_TEXT UNDER STUDY_.
□ □ □ □ □ □ □
Heck, I can't keep up. Did you say or never say there was no market?
Yes, I'm saying exactly that, but neither you, I, nor anyone at Apple knows for sure, because it's impossible to know for sure. Apple isn't omniscient, Apple isn't perfect, Apple isn't immune from making mistakes or misjudging customer preferences, and they aren't above placing short term profits over long term customer satisfaction (at least that last point you tacitly acknowledge).
No matter how well Apple is doing, they can always do better. If any of Steve Jobs' spirit lives on in "Apple's DNA", as Tim Cook claims, he'd admit that as well. Hopefully, it's only on MacOS Rumors forums that you'll find people who insist Apple can do no wrong, that they have perfect market insight, and that whatever they are offering is exactly what people want. Because if that kind of hubris is within Apple, five, ten, twenty years from now, they could be looking back, wondering where all their customers went.
History is full of companies who thought for sure their marketshare was impenetrable and that they had a unique understanding of customer's needs. IBM, Nokia, and Microsoft are recent examples.
□ □ □ □ □ □ □
_DATA FOR ANALYSIS_.
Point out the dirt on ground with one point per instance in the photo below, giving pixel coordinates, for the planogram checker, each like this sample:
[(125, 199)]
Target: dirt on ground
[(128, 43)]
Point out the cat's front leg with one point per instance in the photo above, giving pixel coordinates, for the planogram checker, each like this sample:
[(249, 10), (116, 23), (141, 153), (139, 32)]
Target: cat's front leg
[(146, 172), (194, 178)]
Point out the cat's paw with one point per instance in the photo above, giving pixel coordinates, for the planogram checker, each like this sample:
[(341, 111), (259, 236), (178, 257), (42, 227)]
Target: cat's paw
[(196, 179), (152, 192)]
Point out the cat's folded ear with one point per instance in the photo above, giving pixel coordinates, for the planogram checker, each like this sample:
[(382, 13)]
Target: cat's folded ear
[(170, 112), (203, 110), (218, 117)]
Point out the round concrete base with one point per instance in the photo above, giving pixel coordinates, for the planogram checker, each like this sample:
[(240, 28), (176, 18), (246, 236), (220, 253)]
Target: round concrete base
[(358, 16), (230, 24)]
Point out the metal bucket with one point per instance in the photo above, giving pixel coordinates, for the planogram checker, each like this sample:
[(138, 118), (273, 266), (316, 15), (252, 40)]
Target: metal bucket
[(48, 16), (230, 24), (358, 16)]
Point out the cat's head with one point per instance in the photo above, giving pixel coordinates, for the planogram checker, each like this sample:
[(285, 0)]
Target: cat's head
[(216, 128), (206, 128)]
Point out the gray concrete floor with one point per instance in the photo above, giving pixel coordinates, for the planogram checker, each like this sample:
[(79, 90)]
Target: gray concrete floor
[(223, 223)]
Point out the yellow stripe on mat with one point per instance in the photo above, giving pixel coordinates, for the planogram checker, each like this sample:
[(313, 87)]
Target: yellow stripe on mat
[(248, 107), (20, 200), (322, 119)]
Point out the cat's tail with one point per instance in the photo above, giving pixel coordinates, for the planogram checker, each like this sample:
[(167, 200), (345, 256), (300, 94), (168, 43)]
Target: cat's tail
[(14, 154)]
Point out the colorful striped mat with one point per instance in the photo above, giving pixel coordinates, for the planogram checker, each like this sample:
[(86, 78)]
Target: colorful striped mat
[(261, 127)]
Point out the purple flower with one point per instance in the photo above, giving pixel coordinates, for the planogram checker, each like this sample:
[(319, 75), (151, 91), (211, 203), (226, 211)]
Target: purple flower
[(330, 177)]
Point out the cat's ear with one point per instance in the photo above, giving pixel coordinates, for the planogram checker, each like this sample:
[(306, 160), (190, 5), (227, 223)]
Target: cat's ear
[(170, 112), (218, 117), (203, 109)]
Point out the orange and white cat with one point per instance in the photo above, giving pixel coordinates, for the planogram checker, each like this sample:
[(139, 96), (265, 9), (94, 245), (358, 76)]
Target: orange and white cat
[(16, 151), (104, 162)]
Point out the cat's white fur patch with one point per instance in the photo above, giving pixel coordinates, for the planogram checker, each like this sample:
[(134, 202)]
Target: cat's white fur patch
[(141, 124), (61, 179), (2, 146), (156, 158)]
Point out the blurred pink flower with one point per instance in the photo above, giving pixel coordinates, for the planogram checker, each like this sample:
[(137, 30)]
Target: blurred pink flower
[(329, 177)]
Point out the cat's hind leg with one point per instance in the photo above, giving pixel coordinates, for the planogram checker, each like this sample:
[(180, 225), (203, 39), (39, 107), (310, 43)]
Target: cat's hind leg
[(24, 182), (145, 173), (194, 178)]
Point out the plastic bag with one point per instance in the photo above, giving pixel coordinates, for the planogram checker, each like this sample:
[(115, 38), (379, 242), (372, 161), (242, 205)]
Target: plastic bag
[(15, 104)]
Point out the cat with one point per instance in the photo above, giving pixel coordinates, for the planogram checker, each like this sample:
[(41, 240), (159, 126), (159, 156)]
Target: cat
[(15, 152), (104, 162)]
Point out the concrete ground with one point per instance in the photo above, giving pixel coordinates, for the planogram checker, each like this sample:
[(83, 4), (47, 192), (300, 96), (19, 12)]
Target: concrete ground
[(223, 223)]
□ □ □ □ □ □ □
_PROBLEMS TO SOLVE_.
**A.** Translate this sentence from the forum post about Apple into Spanish: "No matter how well Apple is doing, they can always do better."
**B.** Set down the part of the forum post about Apple that begins at the words "Yes, I'm saying" and stops after the words "you tacitly acknowledge).".
**C.** Resume the forum post about Apple after its last sentence and keep writing it in the same voice.

_RESULTS FOR THE EXERCISE_.
**A.** No importa lo bien que le vaya a Apple, siempre puede hacerlo mejor.

**B.**
Yes, I'm saying exactly that, but neither you, I, nor anyone at Apple knows for sure, because it's impossible to know for sure. Apple isn't omniscient, Apple isn't perfect, Apple isn't immune from making mistakes or misjudging customer preferences, and they aren't above placing short term profits over long term customer satisfaction (at least that last point you tacitly acknowledge).

**C.**
Do I know for sure that there's a market for a modern iPhone SE? No, though I think there is. That's the key point: Where you assert that you, or Apple, knows for certain that there is no market, I've got the humility and honesty to say that knowing this for certain is impossible. If knowing exactly what customers want and are willing to pay for were possible, no business would fail. Heck, customers don't always know what they want themselves. Jobs famously knew this.
Apple's free to ignore the potential SE market. Maybe that's the right business decision, at least in the intermediate term. But for one last time, just because they've chosen to ignore the market, prudently or not, is not evidence that the market doesn't exist. And yes, you've stated exactly that.